So this would have to be extended with a Regex.Escape call first. The same
applies for the replacement pattern. Say I want to search $2 and replace
it with $0.1 you'd get funny things... ($2.1 actually)... So it isn't just
using a different call to get the same results.

That said, I'd opt for an extention method on string and write an efficient
version (could use mine as an example) of a Replace method that returns the
number of matches. And from that moment on, use that. Just as readable (or
even better) and no crazy unexpected regex problems due to not exactly understanding
what is involved.

Jesse

Show quoteHide quote
> On Tue, 07 Jul 2009 14:45:02 -0700, Jesse Houwing
> <jesse.houwing@newsgroup.nospam> wrote:
>
>> Looping through the string in a stringbuilder is probably the safest
>> way  to do this:
>>
>> [...]
>> int count = 0;
>> for (int i = 0; i < sb.Length; )
>> {
>> if (AreEqual(sb, search, i))
>> {
>> sb.Remove(i, search.Length);
>> sb.Insert(i, replacement);
>> i += replacement.Length;
>> count++;
>> }
>> else
>> {
>> i++;
>> }
>> }
>> [...]
>> It might be faster to use sb.Replace(search, replacement, i,
>> search.Length)
>>
>> instead of a sb.Remove, sb.Insert, I'm not sure, but they won't
>> differ  that much.
>>
> If you simply call StringBuilder.Replace(string, string, int, int)
> instead  of having your own AreEqual() method followed by a call to
> Remove() and  Insert(), the performance should be practically
> identical, but you  wouldn't get any information about how many
> replacements occurred.
>
> Alternatively, if you still call AreEqual() and then call
> StringBuilder.Replace(string, string, int, int), you're duplicating
> effort  (which costs performance), because
> StringBuilder.Replace(string, string,  int, int) has to actually do
> the string comparison again.  That would  actually be _slower_ than
> your original code.
>
> You could do a little hack by searching for the first character that
> differs between the search and replacement strings (as an
> initialization,  not as part of the loop), and then bumping a counter
> after each call to  StringBuilder.Replace() based on whether the
> character at the same offset  within the current StringBuilder has
> changed.  That would be only slightly  slower than just calling
> StringBuilder.Replace(string, string, int, int),  but would include
> the count.
--------------------------------
* **WHAT YOU WILL DO**
1 – In the forum thread about counting string replacements, what does Jesse say he would opt for instead of using a regex?
2 – Continue the forum thread about counting string replacements from its final sentence onward.
--------------------------------
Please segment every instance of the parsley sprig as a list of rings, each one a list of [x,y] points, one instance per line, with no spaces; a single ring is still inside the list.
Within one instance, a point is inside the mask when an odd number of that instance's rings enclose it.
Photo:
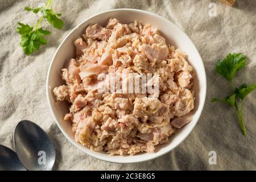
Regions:
[[[239,125],[243,135],[246,135],[243,119],[243,101],[246,96],[256,88],[256,82],[247,86],[242,84],[239,88],[233,89],[233,79],[236,73],[246,65],[246,59],[241,53],[228,54],[226,57],[219,60],[216,65],[216,71],[226,78],[229,82],[231,95],[224,99],[216,98],[212,99],[211,102],[220,102],[231,106],[234,110],[239,121]]]
[[[20,45],[27,55],[38,50],[41,46],[47,44],[44,36],[50,34],[51,32],[43,30],[42,27],[39,28],[43,20],[46,19],[53,27],[58,30],[61,29],[64,26],[63,21],[59,18],[61,14],[55,13],[52,9],[53,1],[53,0],[48,0],[45,6],[40,7],[25,7],[25,10],[28,11],[35,14],[40,13],[42,15],[37,23],[32,27],[27,24],[18,23],[19,26],[16,30],[21,35]]]

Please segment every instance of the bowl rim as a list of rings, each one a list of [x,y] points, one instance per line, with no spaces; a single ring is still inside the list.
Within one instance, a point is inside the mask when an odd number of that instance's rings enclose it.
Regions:
[[[200,99],[201,99],[201,101],[200,101],[199,104],[199,107],[198,107],[198,110],[199,110],[199,117],[198,118],[196,119],[196,121],[195,122],[194,125],[192,126],[191,131],[189,132],[188,132],[187,133],[185,133],[184,134],[184,136],[183,137],[183,138],[181,140],[180,142],[179,142],[179,143],[176,144],[175,146],[174,146],[174,147],[173,147],[172,148],[168,148],[168,150],[166,150],[166,151],[158,151],[156,153],[154,153],[154,155],[152,155],[150,157],[148,157],[146,159],[144,159],[143,158],[139,158],[139,159],[138,160],[131,160],[131,161],[129,162],[122,162],[122,160],[120,161],[120,160],[118,160],[118,159],[114,159],[114,158],[110,158],[108,159],[106,159],[106,158],[105,158],[104,156],[102,156],[100,155],[97,155],[97,152],[94,152],[92,151],[91,152],[88,152],[88,151],[85,151],[85,150],[83,150],[83,148],[85,147],[85,146],[81,146],[80,144],[79,144],[79,143],[77,143],[77,142],[75,142],[73,138],[71,138],[71,137],[70,137],[66,133],[65,131],[64,130],[64,129],[61,127],[60,124],[59,123],[59,120],[56,118],[56,117],[55,117],[55,113],[53,112],[53,108],[50,101],[50,93],[49,92],[49,88],[48,88],[48,85],[49,85],[49,75],[50,73],[52,71],[52,64],[53,63],[54,60],[55,59],[55,57],[56,56],[57,53],[59,52],[59,49],[60,49],[60,48],[61,47],[62,45],[63,44],[63,43],[66,41],[66,39],[70,35],[71,35],[75,30],[76,30],[77,28],[78,28],[81,25],[82,25],[83,23],[84,23],[85,22],[88,21],[89,20],[90,20],[90,19],[94,18],[97,16],[104,14],[106,14],[106,13],[109,13],[110,12],[113,12],[113,11],[137,11],[139,13],[142,13],[145,14],[148,14],[151,16],[156,16],[157,18],[159,18],[159,19],[162,19],[162,20],[167,20],[170,23],[172,24],[172,26],[177,27],[177,28],[179,28],[181,31],[182,31],[184,33],[184,35],[185,36],[187,37],[187,38],[188,38],[189,40],[190,40],[190,41],[192,43],[192,46],[193,47],[193,48],[195,48],[195,50],[196,50],[196,51],[197,52],[197,53],[198,53],[199,55],[199,58],[200,59],[200,60],[199,60],[199,61],[201,61],[202,63],[202,65],[203,65],[203,68],[204,68],[203,70],[201,71],[201,72],[200,73],[201,74],[202,74],[202,75],[201,75],[201,79],[200,79],[200,81],[203,81],[203,84],[205,85],[204,89],[203,90],[202,90],[202,92],[203,93],[203,98],[200,98]],[[180,28],[179,28],[178,26],[177,26],[176,24],[175,24],[174,23],[172,23],[172,22],[171,22],[170,20],[169,20],[168,19],[163,18],[156,14],[153,13],[151,13],[147,11],[144,11],[144,10],[139,10],[139,9],[112,9],[112,10],[106,10],[106,11],[104,11],[100,13],[98,13],[96,14],[94,14],[93,15],[92,15],[90,16],[89,16],[88,18],[86,18],[86,19],[85,19],[84,20],[82,20],[81,23],[79,23],[76,26],[75,26],[68,34],[68,35],[67,35],[67,36],[65,36],[65,38],[63,39],[63,40],[61,42],[61,43],[60,43],[60,44],[58,48],[57,48],[57,49],[56,50],[53,56],[52,57],[52,60],[51,60],[51,63],[49,65],[49,68],[48,70],[48,73],[47,73],[47,80],[46,80],[46,97],[47,98],[47,102],[48,102],[48,106],[50,109],[50,111],[51,111],[51,113],[52,114],[52,115],[53,116],[55,123],[56,123],[57,125],[58,126],[58,127],[59,128],[59,129],[60,130],[60,131],[62,132],[62,133],[64,134],[64,135],[65,136],[65,137],[66,137],[66,138],[68,139],[68,140],[69,140],[69,142],[71,142],[73,145],[74,145],[76,148],[80,149],[80,150],[81,150],[83,152],[85,153],[87,155],[89,155],[91,156],[93,156],[96,159],[103,160],[103,161],[105,161],[105,162],[112,162],[112,163],[122,163],[122,164],[129,164],[129,163],[139,163],[139,162],[146,162],[146,161],[148,161],[150,160],[152,160],[154,159],[155,159],[156,158],[158,158],[160,156],[162,156],[168,152],[170,152],[170,151],[171,151],[172,150],[174,150],[176,147],[177,147],[179,144],[180,144],[188,136],[188,135],[191,133],[191,132],[192,131],[192,130],[193,130],[194,127],[195,127],[195,126],[196,125],[196,124],[197,123],[198,121],[199,120],[200,117],[201,117],[201,114],[202,113],[204,106],[204,104],[205,104],[205,98],[206,98],[206,94],[207,94],[207,78],[206,78],[206,73],[205,73],[205,67],[204,65],[204,62],[203,61],[203,60],[201,57],[201,55],[200,55],[196,47],[195,46],[194,43],[193,43],[193,42],[191,40],[191,39],[190,39],[190,38]],[[201,104],[200,105],[200,103],[201,103]],[[143,154],[142,154],[143,155]]]

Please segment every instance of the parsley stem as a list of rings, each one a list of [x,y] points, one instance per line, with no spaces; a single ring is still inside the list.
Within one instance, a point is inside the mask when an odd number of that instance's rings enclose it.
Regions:
[[[233,109],[234,109],[236,114],[237,114],[237,119],[238,119],[239,126],[240,126],[240,129],[242,130],[242,132],[243,134],[243,135],[246,135],[246,129],[245,129],[245,125],[243,116],[243,106],[242,102],[241,103],[241,109],[239,108],[237,102],[236,102],[236,107],[234,107]]]
[[[233,82],[232,82],[232,81],[229,82],[229,86],[230,88],[231,92],[233,93]]]

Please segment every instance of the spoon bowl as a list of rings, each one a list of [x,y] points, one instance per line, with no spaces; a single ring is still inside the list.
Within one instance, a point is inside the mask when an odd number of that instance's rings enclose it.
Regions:
[[[26,170],[14,151],[0,144],[0,171]]]
[[[16,126],[14,135],[18,156],[28,170],[52,169],[55,149],[41,127],[31,121],[23,120]]]

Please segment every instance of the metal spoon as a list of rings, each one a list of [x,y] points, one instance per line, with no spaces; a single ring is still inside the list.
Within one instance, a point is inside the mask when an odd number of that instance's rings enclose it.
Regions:
[[[52,169],[55,149],[49,136],[38,125],[27,120],[19,122],[14,138],[18,156],[28,170]]]
[[[0,171],[26,170],[14,151],[0,144]]]

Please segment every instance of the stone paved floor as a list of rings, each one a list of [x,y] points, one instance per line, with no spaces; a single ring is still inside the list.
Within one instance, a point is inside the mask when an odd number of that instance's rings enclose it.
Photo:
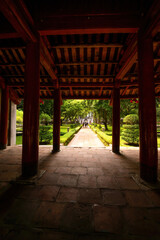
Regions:
[[[104,147],[96,134],[88,127],[83,127],[75,135],[68,146],[72,147]]]
[[[21,152],[0,151],[1,240],[160,239],[160,190],[133,180],[137,150],[40,147],[34,184],[14,182]]]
--------------------------------
* **RESPONSES**
1 – An extension method on string: an efficient Replace method that returns the number of matches.

2 –
>
> That said, I would hope that any Replace() method in .NET, including
> Regex.Replace(), String.Replace(), or StringBuilder.Replace() would be
> faster than the code you posted.  The main reason being that all of
> those  methods have the opportunity to optimize the construction of
> the new  string, whereas your example doesn't optimize at all.
>
> At the very least, I would not use the Remove()/Insert() pattern
> you've  shown.  Instead, I would use a String as input, and a
> StringBuilder as  output, appending text segments to the output
> StringBuilder as I scan the  input String.  That way the code avoids
> having to repeatedly shift your  character buffer in the StringBuilder
> (which happens _twice_ for each  replacement in your code).  That's
> exactly the kind of optimization I'd  expect to find inside the .NET
> classes.
>
> It might even be worthwhile to defer creation of the output
> StringBuilder  until you detect the first match that needs to be
> replaced, if there's an  expectation that for a significant frequency
> of input, no replacements  would be needed.
>
>> It is probably a lot faster than using a regex, though I haven't done
>> any measurements.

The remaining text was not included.